(Data entries)
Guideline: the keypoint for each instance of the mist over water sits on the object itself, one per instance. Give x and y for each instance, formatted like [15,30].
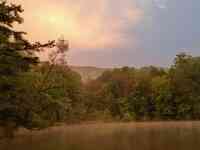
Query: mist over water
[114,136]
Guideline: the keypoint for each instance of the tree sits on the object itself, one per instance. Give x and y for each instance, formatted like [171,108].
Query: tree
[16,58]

--

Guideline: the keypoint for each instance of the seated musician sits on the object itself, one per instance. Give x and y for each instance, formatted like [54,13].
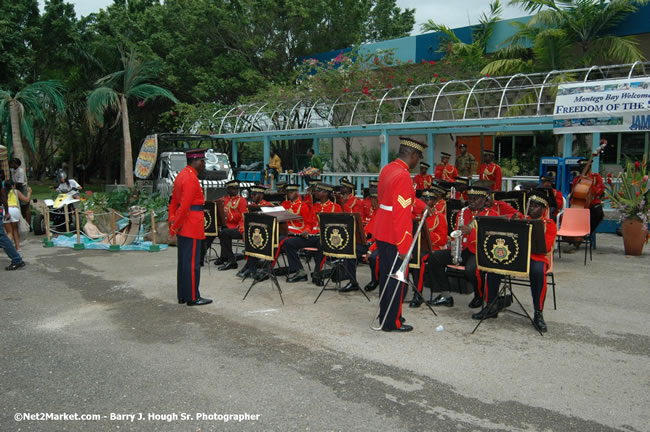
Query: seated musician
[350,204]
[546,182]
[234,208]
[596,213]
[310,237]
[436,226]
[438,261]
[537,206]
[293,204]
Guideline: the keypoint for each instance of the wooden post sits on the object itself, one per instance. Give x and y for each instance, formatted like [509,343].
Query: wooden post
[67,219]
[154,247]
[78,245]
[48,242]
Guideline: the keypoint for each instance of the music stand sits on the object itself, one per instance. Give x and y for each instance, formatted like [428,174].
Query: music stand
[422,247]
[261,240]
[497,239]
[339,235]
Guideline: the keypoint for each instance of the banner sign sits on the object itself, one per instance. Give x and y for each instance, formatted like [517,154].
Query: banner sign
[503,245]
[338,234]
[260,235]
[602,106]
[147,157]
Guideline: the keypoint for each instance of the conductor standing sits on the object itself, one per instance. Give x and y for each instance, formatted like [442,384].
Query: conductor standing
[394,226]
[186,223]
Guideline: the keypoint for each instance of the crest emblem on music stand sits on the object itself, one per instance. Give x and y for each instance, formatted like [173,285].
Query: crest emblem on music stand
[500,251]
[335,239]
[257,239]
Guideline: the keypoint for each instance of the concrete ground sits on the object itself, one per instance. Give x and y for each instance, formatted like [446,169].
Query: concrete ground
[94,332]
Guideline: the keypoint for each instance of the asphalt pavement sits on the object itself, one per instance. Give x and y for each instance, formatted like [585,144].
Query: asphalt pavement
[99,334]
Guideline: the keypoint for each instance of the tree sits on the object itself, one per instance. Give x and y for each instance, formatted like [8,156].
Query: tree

REQUEST: Return each line from the entries above that contains the word "tree".

SOLUTION TO THIS PROBLEM:
Guideline: the keypoint for each instance of the tree sits on the object itself, one per instance. Give x and y for each instance, formatted like [171,108].
Query: tree
Guideline: the keypoint for each instance of the tree sits on the object itself, one per instance. Give x and y for each instance, formatted like [8,156].
Query: tree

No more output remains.